**The records**.
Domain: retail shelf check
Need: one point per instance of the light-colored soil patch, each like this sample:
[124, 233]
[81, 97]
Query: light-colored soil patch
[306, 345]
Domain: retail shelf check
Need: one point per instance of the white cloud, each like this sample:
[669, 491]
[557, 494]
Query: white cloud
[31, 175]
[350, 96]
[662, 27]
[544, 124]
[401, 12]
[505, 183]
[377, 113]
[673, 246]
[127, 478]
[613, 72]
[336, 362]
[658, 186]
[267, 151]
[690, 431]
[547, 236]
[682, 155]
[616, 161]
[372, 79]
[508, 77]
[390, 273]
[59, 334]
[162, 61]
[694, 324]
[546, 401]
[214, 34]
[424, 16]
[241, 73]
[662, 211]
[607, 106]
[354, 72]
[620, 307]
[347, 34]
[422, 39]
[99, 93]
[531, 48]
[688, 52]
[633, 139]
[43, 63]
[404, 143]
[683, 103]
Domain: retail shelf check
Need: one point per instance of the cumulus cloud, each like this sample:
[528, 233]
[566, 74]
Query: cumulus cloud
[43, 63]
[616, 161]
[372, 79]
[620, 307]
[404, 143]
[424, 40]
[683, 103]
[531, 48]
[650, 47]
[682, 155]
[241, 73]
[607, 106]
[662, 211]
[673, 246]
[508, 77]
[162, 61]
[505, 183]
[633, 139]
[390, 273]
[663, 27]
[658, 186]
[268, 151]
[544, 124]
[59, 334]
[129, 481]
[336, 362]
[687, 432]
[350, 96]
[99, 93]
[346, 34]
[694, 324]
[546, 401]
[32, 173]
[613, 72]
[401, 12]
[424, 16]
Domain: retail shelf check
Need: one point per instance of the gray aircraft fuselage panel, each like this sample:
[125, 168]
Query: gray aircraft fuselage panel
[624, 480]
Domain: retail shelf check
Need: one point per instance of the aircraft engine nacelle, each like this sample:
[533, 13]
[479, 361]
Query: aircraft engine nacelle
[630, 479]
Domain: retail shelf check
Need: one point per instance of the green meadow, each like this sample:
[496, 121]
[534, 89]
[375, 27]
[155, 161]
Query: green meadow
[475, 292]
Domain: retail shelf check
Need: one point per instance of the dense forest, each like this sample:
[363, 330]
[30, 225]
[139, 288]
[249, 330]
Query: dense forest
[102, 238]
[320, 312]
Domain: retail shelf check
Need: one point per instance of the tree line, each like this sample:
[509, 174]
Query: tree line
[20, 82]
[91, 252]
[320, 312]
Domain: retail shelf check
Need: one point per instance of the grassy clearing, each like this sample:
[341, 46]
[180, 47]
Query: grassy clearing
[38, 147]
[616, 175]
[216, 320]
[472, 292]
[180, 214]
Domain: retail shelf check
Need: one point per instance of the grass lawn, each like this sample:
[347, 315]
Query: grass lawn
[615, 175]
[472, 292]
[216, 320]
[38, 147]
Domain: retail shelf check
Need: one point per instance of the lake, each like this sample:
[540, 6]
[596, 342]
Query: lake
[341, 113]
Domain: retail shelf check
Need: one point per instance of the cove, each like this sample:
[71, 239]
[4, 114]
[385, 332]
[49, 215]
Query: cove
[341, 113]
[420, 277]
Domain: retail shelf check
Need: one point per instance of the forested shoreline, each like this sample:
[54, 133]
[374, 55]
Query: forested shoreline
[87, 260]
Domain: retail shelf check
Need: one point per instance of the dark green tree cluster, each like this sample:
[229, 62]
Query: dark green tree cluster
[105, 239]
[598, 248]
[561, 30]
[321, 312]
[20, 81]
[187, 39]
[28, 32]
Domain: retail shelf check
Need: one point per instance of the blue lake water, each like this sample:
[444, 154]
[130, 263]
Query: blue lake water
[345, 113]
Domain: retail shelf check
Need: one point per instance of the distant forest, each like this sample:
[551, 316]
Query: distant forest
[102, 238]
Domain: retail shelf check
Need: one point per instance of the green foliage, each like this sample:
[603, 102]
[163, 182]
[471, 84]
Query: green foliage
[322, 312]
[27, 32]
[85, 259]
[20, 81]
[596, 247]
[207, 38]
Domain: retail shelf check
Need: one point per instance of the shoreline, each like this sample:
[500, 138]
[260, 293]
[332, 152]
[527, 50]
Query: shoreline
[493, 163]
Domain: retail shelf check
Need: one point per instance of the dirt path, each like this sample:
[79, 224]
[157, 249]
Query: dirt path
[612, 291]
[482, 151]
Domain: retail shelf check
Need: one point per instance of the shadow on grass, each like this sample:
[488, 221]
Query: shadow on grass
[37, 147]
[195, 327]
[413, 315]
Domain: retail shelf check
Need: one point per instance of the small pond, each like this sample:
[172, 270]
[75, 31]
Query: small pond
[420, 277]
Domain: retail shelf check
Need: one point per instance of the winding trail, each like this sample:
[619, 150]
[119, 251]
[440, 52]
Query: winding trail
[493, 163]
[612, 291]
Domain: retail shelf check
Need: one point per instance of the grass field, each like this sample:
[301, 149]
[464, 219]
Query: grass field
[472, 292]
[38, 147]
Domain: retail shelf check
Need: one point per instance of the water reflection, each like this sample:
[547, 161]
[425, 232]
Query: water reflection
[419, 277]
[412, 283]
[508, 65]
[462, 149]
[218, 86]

**Aim of the exercise**.
Every entry above has to be returned exactly as written.

**Result**.
Domain: retail shelf check
Need: one point per instance of the light-colored soil patch, each like this sample:
[124, 233]
[81, 97]
Query: light-colored soil patch
[306, 345]
Domain: retail shelf check
Need: one point per instance of the white cloud, each like this sample:
[669, 491]
[557, 494]
Query: white cloud
[31, 175]
[350, 96]
[662, 27]
[544, 124]
[401, 12]
[505, 183]
[377, 113]
[673, 246]
[127, 478]
[613, 72]
[336, 362]
[658, 186]
[267, 151]
[690, 431]
[547, 236]
[682, 155]
[616, 161]
[372, 79]
[508, 77]
[390, 273]
[59, 334]
[162, 61]
[694, 324]
[546, 401]
[214, 34]
[424, 16]
[241, 73]
[662, 211]
[607, 106]
[354, 72]
[620, 307]
[347, 34]
[422, 39]
[99, 93]
[531, 48]
[688, 52]
[633, 139]
[43, 63]
[404, 143]
[683, 103]
Domain: retail shelf check
Need: one point per instance of the cumulus cloud, each like this sample:
[528, 233]
[566, 74]
Query: cumulus cloud
[43, 63]
[616, 161]
[372, 79]
[620, 307]
[404, 143]
[424, 40]
[683, 103]
[531, 48]
[650, 47]
[682, 155]
[241, 73]
[607, 106]
[662, 211]
[673, 246]
[508, 77]
[162, 61]
[505, 183]
[633, 139]
[390, 273]
[663, 27]
[658, 186]
[268, 151]
[544, 124]
[59, 334]
[129, 481]
[336, 362]
[687, 432]
[350, 96]
[99, 93]
[346, 34]
[694, 324]
[546, 401]
[32, 173]
[613, 72]
[401, 12]
[424, 16]
Domain: retail shelf check
Need: one point per instance of the gray aircraft fuselage panel, each like this sample:
[125, 168]
Query: gray aircraft fuselage panel
[624, 480]
Domain: retail shelf check
Need: one point per instance of the aircraft engine nacelle, each like this sample:
[533, 13]
[479, 361]
Query: aircraft engine nacelle
[630, 479]
Domain: retail shelf check
Need: one point per instance of the green meadow, each like this sample:
[496, 121]
[534, 89]
[375, 27]
[155, 161]
Query: green meadow
[475, 292]
Domain: retail shelf check
Need: one point per instance of the dense forest, each like this sample:
[363, 330]
[30, 225]
[139, 288]
[249, 330]
Query: dense forest
[102, 238]
[320, 312]
Domain: retail shelf check
Need: one point per instance of the tree line, each like this sample:
[509, 174]
Query: tree line
[20, 82]
[91, 252]
[320, 312]
Domain: retail shelf check
Need: one point per instance of the grassy clearing, each like this sample:
[341, 46]
[180, 47]
Query: grassy clearing
[38, 147]
[616, 175]
[216, 320]
[472, 292]
[180, 214]
Domain: retail shelf check
Need: one point per instance of the grass lawn, each like this sample:
[347, 315]
Query: grass lawn
[615, 175]
[472, 292]
[216, 320]
[38, 147]
Domain: retail shelf check
Need: one point per instance of the lake, each like this sample:
[540, 6]
[596, 342]
Query: lake
[341, 113]
Domain: retail shelf check
Need: one point per instance of the cove, each like this sample:
[71, 239]
[4, 114]
[385, 332]
[49, 215]
Query: cove
[341, 113]
[420, 277]
Domain: retail shelf check
Need: one point per instance of the forested shoreline, each like this sample:
[54, 133]
[374, 55]
Query: forested shoreline
[87, 260]
Domain: retail shelf check
Need: one point per instance of the dark green tree cluster, each like this sample:
[229, 62]
Query: dark green tree cluster
[105, 239]
[598, 248]
[561, 30]
[321, 312]
[20, 81]
[187, 39]
[28, 32]
Domain: retail shelf check
Need: one point per instance of the blue lake water, each like this sample:
[444, 154]
[130, 263]
Query: blue lake water
[345, 113]
Domain: retail shelf check
Need: one point per instance of the distant forest, each like this sample:
[551, 316]
Query: distant forest
[102, 238]
Domain: retail shelf check
Need: one point per instance of the green foliage, each like this sample:
[603, 102]
[163, 182]
[471, 84]
Query: green foliage
[322, 312]
[27, 32]
[85, 259]
[20, 81]
[596, 247]
[207, 38]
Domain: retail shelf check
Need: one point per instance of the shoreline, each like this sample:
[500, 138]
[260, 293]
[332, 152]
[527, 50]
Query: shoreline
[493, 163]
Domain: retail shelf check
Need: one point per instance of the dirt path, each like this sample:
[79, 224]
[157, 249]
Query: dirt path
[612, 291]
[482, 151]
Domain: retail shelf check
Need: one point per instance of the shadow on grass, each like this sample:
[488, 221]
Query: shadow on grass
[37, 147]
[195, 327]
[413, 315]
Domain: retail shelf check
Need: one point per instance of the small pond, each like this sample:
[172, 270]
[75, 31]
Query: small pond
[420, 277]
Domain: retail shelf check
Need: one point per instance of the winding trail, each like this sample:
[619, 150]
[119, 251]
[440, 52]
Query: winding trail
[493, 163]
[612, 291]
Domain: retail shelf check
Need: one point per instance of the grass field, each like this sample:
[301, 149]
[464, 219]
Query: grass field
[472, 292]
[38, 147]
Domain: retail shelf check
Need: one point per instance of the water reflection, each like this sample:
[547, 161]
[425, 232]
Query: water reflection
[419, 277]
[412, 283]
[508, 65]
[462, 149]
[218, 86]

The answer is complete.